§ Excerpt provided:

GreenHill

starts license repo-size last-commit Conda GitHub tag (latest by date)

GreenHill

Description

GreenHill is a de novo chromosome-level scaffolding and phasing tool using Hi-C. GreenHill generates chromosome-level haplotypes by scaffolding and phasing the input contigs using a combination of information from Hi-C and other reads (PE, MP, LongRead).

If you use GreenHill in your work, please cite:

Ouchi, S., Kajitani, R. & Itoh, T. GreenHill: a de novo chromosome-level scaffolding and phasing tool using Hi-C. Genome Biol 24, 162 (2023). https://doi.org/10.1186/s13059-023-03006-8

Author

Shun Ouchi and Rei Kajitani at Tokyo Institute of Technology wrote key source codes. Address for this tool: platanus@bio.titech.ac.jp

Requirements

GCC
- https://gcc.gnu.org/
- version >= 4.8, with OpenMP
- To compile the source code.
Minimap2
- https://github.com/lh3/minimap2
- For mapping PacBio/Oxford-Nanopore long reads, and doing self align.

Installation

Install from source

Install the dependencies above.

GCC
Minimap2

Compile (make), and copy greenhill to a directory listed in PATH.

git clone https://github.com/ShunOuchi/GreenHill.git
cd src
make
cp greenhill <installation_path>

Install through conda

On a new conda environment, run:

conda install -c bioconda greenhill

Or, if you want to have a separate conda environment for GreenHill

conda create -n greenhill -c bioconda greenhill

You will then need to activate the greenhill envirionment before using it with:

conda activate greenhill

Synopsis

Inputs

Input assembly (required)

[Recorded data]
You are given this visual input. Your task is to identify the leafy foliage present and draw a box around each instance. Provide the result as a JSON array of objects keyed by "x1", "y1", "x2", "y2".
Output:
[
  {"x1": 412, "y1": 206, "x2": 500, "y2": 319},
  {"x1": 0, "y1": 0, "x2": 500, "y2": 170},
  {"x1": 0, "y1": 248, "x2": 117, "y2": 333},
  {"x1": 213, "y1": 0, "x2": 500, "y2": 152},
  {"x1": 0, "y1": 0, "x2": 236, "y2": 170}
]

§ Problems to solve:
a) What minimum version of GCC does the GreenHill page require?
b) From the GreenHill page, reproduce the stretch from "If you use GreenHill" through "the source code.".

§ Numbered responses:
a) Version 4.8 or later, with OpenMP.

b)
If you use GreenHill in your work, please cite:

Ouchi, S., Kajitani, R. & Itoh, T. GreenHill: a de novo chromosome-level scaffolding and phasing tool using Hi-C. Genome Biol 24, 162 (2023). https://doi.org/10.1186/s13059-023-03006-8

Author

Shun Ouchi and Rei Kajitani at Tokyo Institute of Technology wrote key source codes. Address for this tool: platanus@bio.titech.ac.jp

Requirements

GCC
- https://gcc.gnu.org/
- version >= 4.8, with OpenMP
- To compile the source code.